** BEGIN RECORD EXTRACTS **
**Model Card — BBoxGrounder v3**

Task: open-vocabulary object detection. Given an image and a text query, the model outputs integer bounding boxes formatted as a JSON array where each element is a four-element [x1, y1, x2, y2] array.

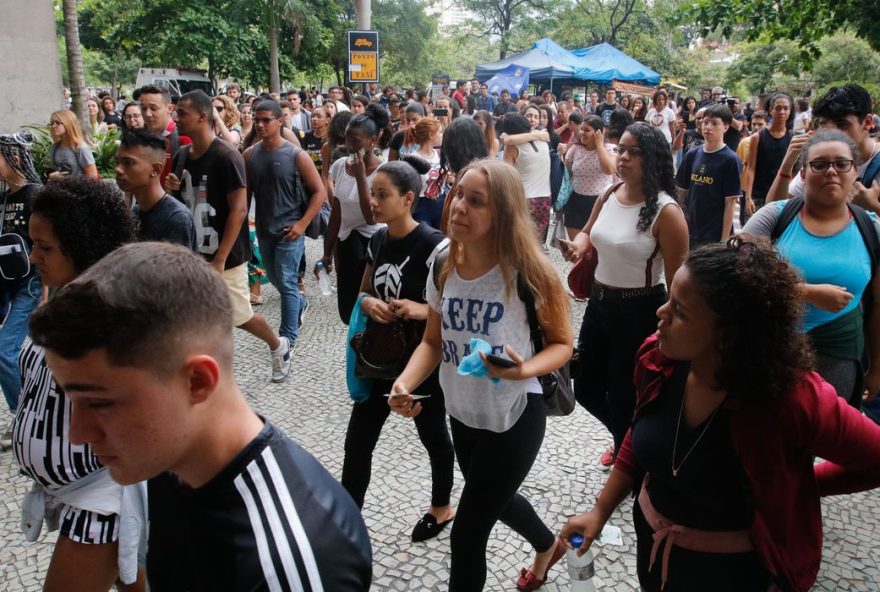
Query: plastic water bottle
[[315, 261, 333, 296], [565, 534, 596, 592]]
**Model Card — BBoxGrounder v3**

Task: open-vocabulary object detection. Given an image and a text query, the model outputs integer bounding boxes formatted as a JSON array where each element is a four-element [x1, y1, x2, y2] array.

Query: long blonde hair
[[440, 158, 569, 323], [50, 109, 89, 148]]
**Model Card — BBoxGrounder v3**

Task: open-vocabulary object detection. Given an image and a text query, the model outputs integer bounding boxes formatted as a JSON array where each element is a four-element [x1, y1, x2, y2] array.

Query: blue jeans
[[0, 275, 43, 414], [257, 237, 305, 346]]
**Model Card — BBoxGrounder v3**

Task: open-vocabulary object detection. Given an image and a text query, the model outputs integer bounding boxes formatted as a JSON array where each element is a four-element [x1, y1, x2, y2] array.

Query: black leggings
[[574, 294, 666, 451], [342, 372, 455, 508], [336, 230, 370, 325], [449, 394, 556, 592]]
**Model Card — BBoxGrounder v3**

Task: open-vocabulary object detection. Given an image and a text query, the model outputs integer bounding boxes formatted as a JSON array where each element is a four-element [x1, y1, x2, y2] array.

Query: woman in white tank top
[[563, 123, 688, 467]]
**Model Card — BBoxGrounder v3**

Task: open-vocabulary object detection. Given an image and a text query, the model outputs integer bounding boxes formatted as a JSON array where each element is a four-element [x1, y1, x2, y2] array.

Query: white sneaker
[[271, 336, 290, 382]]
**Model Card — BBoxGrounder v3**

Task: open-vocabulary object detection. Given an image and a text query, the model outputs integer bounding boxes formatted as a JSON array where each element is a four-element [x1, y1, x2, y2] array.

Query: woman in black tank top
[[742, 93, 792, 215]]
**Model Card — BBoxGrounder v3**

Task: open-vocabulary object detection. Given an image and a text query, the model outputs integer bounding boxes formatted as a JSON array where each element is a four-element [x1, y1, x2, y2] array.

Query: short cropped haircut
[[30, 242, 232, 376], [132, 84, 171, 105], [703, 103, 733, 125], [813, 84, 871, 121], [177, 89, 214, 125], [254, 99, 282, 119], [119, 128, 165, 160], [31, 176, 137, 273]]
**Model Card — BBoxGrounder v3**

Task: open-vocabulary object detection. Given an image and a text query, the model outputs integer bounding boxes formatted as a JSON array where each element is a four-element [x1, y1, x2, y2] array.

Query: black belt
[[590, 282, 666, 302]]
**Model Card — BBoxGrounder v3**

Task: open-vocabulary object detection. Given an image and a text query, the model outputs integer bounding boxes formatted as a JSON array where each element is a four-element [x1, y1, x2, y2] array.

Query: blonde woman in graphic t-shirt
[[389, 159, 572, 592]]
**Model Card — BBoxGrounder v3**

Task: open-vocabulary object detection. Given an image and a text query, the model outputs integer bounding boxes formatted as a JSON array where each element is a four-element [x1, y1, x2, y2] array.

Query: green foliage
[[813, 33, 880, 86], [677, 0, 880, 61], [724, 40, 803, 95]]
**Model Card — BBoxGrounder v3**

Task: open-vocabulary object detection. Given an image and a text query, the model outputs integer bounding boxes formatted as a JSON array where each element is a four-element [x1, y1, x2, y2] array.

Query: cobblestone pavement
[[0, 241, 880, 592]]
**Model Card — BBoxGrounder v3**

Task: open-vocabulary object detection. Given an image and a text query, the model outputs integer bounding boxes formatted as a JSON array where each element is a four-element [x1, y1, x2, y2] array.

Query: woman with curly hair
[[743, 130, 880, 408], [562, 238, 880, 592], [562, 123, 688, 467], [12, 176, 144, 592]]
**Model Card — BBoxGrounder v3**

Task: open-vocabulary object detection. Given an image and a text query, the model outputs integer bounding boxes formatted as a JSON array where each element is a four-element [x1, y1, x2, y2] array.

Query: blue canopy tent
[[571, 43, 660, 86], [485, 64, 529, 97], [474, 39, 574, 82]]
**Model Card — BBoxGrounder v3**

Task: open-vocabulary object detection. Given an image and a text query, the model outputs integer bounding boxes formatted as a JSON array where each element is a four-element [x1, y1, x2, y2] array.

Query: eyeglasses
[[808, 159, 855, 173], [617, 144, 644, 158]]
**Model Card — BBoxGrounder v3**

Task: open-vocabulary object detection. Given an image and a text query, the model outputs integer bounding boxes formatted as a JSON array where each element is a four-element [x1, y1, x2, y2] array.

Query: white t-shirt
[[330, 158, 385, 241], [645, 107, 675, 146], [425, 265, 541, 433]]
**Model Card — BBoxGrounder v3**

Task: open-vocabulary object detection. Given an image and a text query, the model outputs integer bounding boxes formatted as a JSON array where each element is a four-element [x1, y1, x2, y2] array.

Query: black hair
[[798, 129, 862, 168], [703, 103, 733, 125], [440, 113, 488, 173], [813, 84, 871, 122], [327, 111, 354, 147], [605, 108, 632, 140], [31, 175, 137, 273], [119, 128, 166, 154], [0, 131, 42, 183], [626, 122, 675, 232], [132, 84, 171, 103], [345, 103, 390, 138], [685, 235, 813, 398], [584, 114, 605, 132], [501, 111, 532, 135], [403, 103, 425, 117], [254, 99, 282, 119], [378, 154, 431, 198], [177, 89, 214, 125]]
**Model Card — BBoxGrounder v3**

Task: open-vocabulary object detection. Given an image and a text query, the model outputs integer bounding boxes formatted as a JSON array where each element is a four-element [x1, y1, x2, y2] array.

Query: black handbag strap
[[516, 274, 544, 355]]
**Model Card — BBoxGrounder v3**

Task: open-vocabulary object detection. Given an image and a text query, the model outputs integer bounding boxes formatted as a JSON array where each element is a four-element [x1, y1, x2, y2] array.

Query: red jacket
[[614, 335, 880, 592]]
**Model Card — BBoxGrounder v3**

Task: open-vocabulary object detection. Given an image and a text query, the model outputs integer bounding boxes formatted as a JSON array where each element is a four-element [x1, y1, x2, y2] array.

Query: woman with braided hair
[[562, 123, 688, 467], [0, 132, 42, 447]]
** END RECORD EXTRACTS **
Please reproduce all of the records above word for word, leaving out the pictures.

**Model Card — BBoxGrounder v3**

Task: open-vocabulary object detection. Given an image and a text query, the model outputs integer bounding boxes formatted as a JSON array where each element is a four-element [x1, y1, x2, y2] array.

Query: plastic water bottle
[[315, 261, 333, 296], [565, 534, 596, 592]]
**Model Card — BBoxGrounder v3**

Task: open-vocabulary object detection. Given an image and a text query, the model outputs integer bounding boxes formatted as a JSON array where each element is a four-element [x1, y1, x2, y2] array.

Query: long blonde hair
[[440, 158, 569, 323], [50, 109, 89, 148]]
**Model Card — BBoxGrounder v3**

Task: open-vocabulary object detection. Given an image and a text query, the model outputs integer bounding boxes formatted as a JSON array where each element is a four-element [x1, y1, x2, y2] array.

Query: blue jeans
[[0, 275, 43, 414], [257, 237, 305, 346]]
**Model Card — BBoxGrounder v3**

Task: open-vocabulary object detection. Given an image and a text query, the model outputs integer bounding boxes formatted as a JSON array where each element is a four-element [x1, y1, x2, y2] array.

Query: black leggings
[[574, 294, 666, 451], [342, 372, 455, 508], [336, 230, 370, 325], [449, 394, 556, 592]]
**Model Card — BBoxGrounder v3**

Task: open-vocabulary object detection. Given an image and a text query, the model outputs integer bounding boxes formatted as a JSON array where each element is a four-element [x1, y1, x2, y2] array.

Query: woman in white tank top
[[563, 123, 688, 467]]
**Model Card — BBoxGrounder v3**

Task: open-vocabulary object detection. Given an image and a text query, the model outputs integer bounding boxes formatted as a JSON array where each element is a four-element [x1, y1, x2, y2] array.

Query: white sneaker
[[271, 336, 290, 382]]
**Model Card — BBoxGrounder v3**

Task: open-vocabulary object detection. Given an image and a text query, the model outputs integer bounding boxes formatted as a JSON array where each element is a four-element [x1, y1, x2, y2] array.

Query: woman in black tank top
[[742, 93, 792, 215]]
**Model Card — BBoxGrounder v3**

Task: open-vocabulary object detection. Given an image and a text query, the model outputs integer bounding boxes formatted as a JSON array where each element is a four-element [x1, y1, x2, y2] array.

Query: short cropped haircut
[[30, 242, 232, 376], [132, 84, 171, 105], [703, 103, 733, 125], [813, 84, 871, 121], [177, 89, 214, 125], [254, 99, 282, 119], [119, 128, 165, 160], [31, 176, 137, 273]]
**Model Card — BBoxGrounder v3**

Task: open-vocabulary object detection. Given an image and a text query, the model outputs integer bounding boxes formatted as a JSON array where each element is a four-element [x1, y1, x2, y2] array.

Query: black belt
[[590, 282, 666, 302]]
**Model Card — BBoxGrounder v3**

Task: open-vocabulary object detection. Given an image and a text query, the model outputs integer bounding boxes formatted as a JSON array where each element is a four-element [x1, y1, x2, y2] array.

Query: blonde woman in graphic t-shirt
[[389, 159, 572, 592]]
**Model Card — BBoxGrounder v3**

Task: open-vocabulary object detection. Given an image and a text query, the model outputs integer bounding boxes formatted as a JSON array where each element is a four-element [x1, y1, x2, y2] array.

Query: green foliage
[[813, 33, 880, 86], [677, 0, 880, 61], [724, 40, 803, 95]]
**Model Card — BBoxGrounder v3**

Task: open-vocabulary object detection. Given an image and a text query, the model outputs integer bounding boxes formatted as a JSON array where each element is a four-element [x1, y1, x2, y2] array.

Query: cobblestone pavement
[[0, 241, 880, 592]]
**Model Card — BBoxGrounder v3**

Task: open-vocabulary object detection. Given an image and a text query, the model outputs integer bounding boxes formatted as a JSON array where each element is a four-element [x1, y1, x2, y2] array.

Query: woman with curly hair
[[743, 130, 880, 408], [562, 238, 880, 592], [562, 123, 688, 467], [12, 176, 144, 592]]
**Model Card — BBoxGrounder v3**

Task: open-vocabulary object detection. Given an image and a text query, the model outputs integer bounding boxes formatted as a JSON array where each element is a four-element [x1, y1, x2, y2] array.

Query: blue canopy tent
[[571, 43, 660, 86], [485, 64, 529, 97], [474, 39, 574, 82]]
**Model Card — BBoxGrounder v3**

Task: open-vocabulary object detection. Given an image and a text query, the model outputs integer bounding boxes formatted as a JSON array where each element is a four-element [x1, y1, x2, y2] array.

Query: eyeglasses
[[808, 159, 855, 173], [617, 144, 644, 158]]
**Model Card — BBoxGrounder v3**

Task: open-vocabulary object detection. Given an image and a text query, the model outputs integer bounding boxes formatted as a JSON array where each element is a four-element [x1, y1, x2, y2] array.

Query: white t-shirt
[[330, 158, 385, 241], [645, 107, 675, 146], [425, 265, 541, 433]]
**Model Card — BBoxGrounder v3**

Task: open-vocabulary object detection. Given an image and a text query, the model outputs integer bounding boxes formatted as a JSON array where each element is a four-element [x1, y1, x2, y2] array.

Query: black hair
[[798, 129, 862, 168], [703, 103, 733, 125], [440, 113, 488, 173], [813, 84, 871, 122], [327, 111, 354, 147], [605, 108, 632, 140], [31, 175, 137, 273], [119, 128, 166, 154], [0, 131, 42, 183], [626, 122, 675, 232], [132, 84, 171, 103], [345, 103, 390, 138], [685, 235, 813, 398], [584, 114, 605, 132], [501, 111, 532, 135], [403, 103, 425, 117], [254, 99, 282, 119], [378, 154, 431, 198], [177, 89, 214, 125]]
**Model Card — BBoxGrounder v3**

Task: open-vocabulary object detection. Given an image and a text query, the model outputs integer bounding boxes formatted as a JSON array where each element is a four-element [x1, y1, x2, y2] array.

Query: black handbag strap
[[516, 274, 544, 355]]
**Model Card — BBoxGrounder v3**

Task: open-vocabulary object detection. Given an image and a text query, the model outputs integer bounding boxes formatted as a JSON array where each element is a four-element [x1, y1, x2, y2] array.

Query: red jacket
[[614, 335, 880, 592]]
**Model Card — BBoxGrounder v3**

Task: open-vocabulary object detection. Given an image and a text query, the model outputs integer bounding boxes formatted as a JSON array where each element is a four-element [x1, y1, x2, y2] array.

Query: woman with braided hair
[[562, 123, 688, 467], [0, 132, 42, 447]]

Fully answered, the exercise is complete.